Rishi Sunak is reportedly set to announce a new deal on post-Brexit trade (Alamy)

6 min read

Rishi Sunak is facing inevitable resistance over his plans to renegotiate the Northern Ireland Protocol after the DUP indicated it would not support a new deal.

The Prime Minister had reportedly hoped to announce details of a new deal as soon as today, which would break the impasse over the controversial post-Brexit trade arrangements.

On Saturday, Sunak and European Commission Vice President Ursula von der Leyen had a "positive" discussion about the negotiations in which they "agreed that there had been very good progress to find solutions", the pair said in a joint statement in Munich.

But Northern Ireland's Democratic Unionist Party, whose approval of the deal is integral to its success, has warned they would continue to refuse to let the Stormont Assembly sit if the deal is agreed without their consent.

Speaking to Sky News, DUP MP Sammy Wilson said: "Essentially if a deal is agreed which still keeps us within the EU Single Market, as ministers in the Northern Ireland Assembly we would be required by law to implement that deal.

"And we're not going to do that because we believe that such an arrangement is designed to take us out of the United Kingdom and indeed would take us out of the United Kingdom because increasingly we would have to agree EU laws which diverge from UK laws and in doing so would separate our own country from the rest of the United Kingdom."

Former prime minister Boris Johnson reportedly intervened on Sunday, to express his opposition.

"His general thinking is that it would be a great mistake to drop the Northern Ireland Protocol Bill," a source told Sky News

The bill is highly controversial as it would give UK ministers the powers to unilaterally tear up parts of the Northern Ireland Protocol without the approval of Brussels. It was introduced during Johnson's premiership, when talks with the EU were failing to make progress.

Failure to secure the DUP support would likely increase concerns among Leave-supporting Conservative MPs, with former cabinet minister Jacob Rees-Mogg saying the Northern Irish party would not accept a "fait accompli" Brexit deal.

"I am slightly concerned that we are in a situation we were in before where the government says officially there is nothing being agreed and we hear from journalists that they are being briefed that actually an agreement has been broadly come to and I don't think that is a brilliant way of getting the DUP on board," he told the BBC.

"I think you need to get the DUP on board first and then go to talk to Brussels rather than try and bounce the DUP because the DUP doesn't respond well to being bounced."

[RECORDED INFORMATION]:
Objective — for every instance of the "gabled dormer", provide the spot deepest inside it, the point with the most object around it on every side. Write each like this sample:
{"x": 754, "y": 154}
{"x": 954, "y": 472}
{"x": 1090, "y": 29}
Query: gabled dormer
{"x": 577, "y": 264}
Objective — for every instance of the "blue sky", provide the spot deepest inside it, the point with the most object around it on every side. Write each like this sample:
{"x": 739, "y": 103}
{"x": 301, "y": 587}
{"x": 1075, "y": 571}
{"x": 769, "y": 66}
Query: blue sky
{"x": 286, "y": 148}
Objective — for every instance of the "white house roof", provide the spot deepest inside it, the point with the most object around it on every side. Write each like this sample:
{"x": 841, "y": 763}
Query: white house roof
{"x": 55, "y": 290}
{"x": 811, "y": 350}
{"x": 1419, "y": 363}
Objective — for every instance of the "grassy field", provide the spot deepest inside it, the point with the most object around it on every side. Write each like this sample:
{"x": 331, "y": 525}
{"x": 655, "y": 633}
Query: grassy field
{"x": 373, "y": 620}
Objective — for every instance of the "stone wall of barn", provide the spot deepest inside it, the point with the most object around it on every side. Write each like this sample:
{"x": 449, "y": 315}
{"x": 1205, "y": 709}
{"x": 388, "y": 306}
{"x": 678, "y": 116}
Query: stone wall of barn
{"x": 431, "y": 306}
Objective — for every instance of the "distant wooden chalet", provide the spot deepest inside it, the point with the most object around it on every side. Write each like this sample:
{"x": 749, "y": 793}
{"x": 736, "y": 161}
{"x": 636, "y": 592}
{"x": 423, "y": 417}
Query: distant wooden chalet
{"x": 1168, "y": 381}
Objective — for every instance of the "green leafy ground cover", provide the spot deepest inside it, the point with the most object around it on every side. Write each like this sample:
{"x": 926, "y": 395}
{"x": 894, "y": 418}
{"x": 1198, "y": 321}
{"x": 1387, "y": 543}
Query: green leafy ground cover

[TASK PROMPT]:
Repeat everything in the Northern Ireland Protocol article from "The bill is" down to "told the BBC.", word for word.

[RESPONSE]:
The bill is highly controversial as it would give UK ministers the powers to unilaterally tear up parts of the Northern Ireland Protocol without the approval of Brussels. It was introduced during Johnson's premiership, when talks with the EU were failing to make progress.

Failure to secure the DUP support would likely increase concerns among Leave-supporting Conservative MPs, with former cabinet minister Jacob Rees-Mogg saying the Northern Irish party would not accept a "fait accompli" Brexit deal.

"I am slightly concerned that we are in a situation we were in before where the government says officially there is nothing being agreed and we hear from journalists that they are being briefed that actually an agreement has been broadly come to and I don't think that is a brilliant way of getting the DUP on board," he told the BBC.